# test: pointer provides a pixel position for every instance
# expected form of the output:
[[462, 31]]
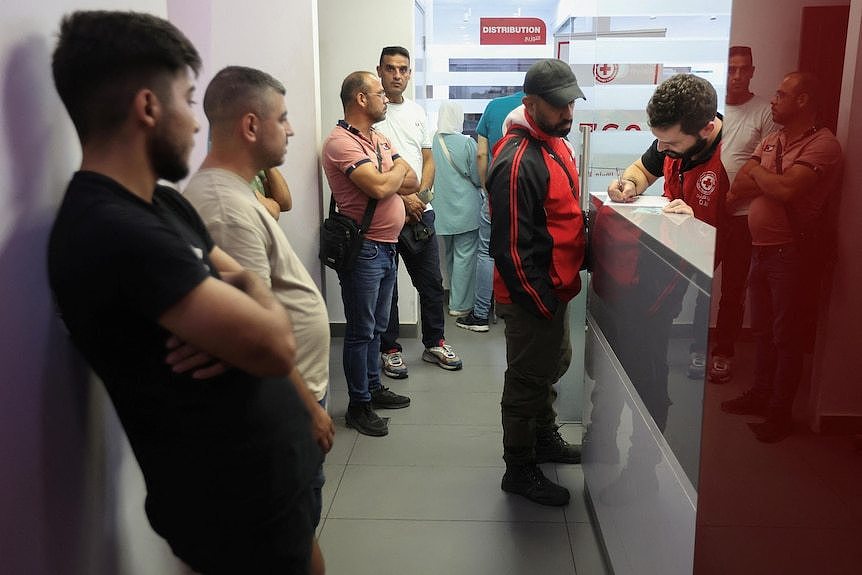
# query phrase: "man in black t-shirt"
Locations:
[[192, 349]]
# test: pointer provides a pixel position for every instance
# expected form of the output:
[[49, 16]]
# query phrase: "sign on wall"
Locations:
[[512, 31]]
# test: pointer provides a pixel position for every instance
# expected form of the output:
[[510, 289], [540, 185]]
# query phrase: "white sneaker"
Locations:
[[443, 355], [393, 365]]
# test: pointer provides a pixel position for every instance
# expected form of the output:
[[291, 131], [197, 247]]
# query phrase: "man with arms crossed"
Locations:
[[789, 179], [361, 164], [537, 242], [249, 131], [747, 120], [193, 350], [406, 127]]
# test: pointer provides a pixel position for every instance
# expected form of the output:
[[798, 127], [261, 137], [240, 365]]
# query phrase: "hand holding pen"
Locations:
[[622, 190]]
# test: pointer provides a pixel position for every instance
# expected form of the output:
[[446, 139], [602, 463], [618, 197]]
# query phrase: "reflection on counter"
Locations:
[[642, 420], [636, 294]]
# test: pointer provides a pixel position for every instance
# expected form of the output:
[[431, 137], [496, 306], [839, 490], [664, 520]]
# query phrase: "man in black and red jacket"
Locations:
[[687, 152], [537, 243]]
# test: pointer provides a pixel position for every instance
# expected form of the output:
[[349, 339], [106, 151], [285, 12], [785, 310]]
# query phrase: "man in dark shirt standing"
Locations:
[[192, 349]]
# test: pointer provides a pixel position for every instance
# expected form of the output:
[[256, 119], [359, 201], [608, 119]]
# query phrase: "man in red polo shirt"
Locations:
[[789, 179]]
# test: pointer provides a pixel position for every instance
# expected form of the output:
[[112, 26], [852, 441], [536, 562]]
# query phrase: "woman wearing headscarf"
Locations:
[[457, 203]]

▶ _EXERCISE_: Copy the data verbatim from its first line through the line containing "[[443, 355], [393, 365]]", including both ends, and leave the pictures out.

▶ _CORRECT RESPONSE_:
# test: pointer provides a pixel position for every instance
# expected form of the output:
[[462, 31]]
# query phrase: "man in black t-shirt"
Locations:
[[192, 349]]
# test: pointer provides a pixel position for every instance
# expected form of the output:
[[49, 16]]
# query phrase: "sign on wall"
Locations:
[[512, 31]]
# test: pointer provides a pixel position for every instance
# expected form of the output:
[[510, 289], [540, 185]]
# query phrase: "white sneaker"
Locations:
[[443, 355], [393, 365]]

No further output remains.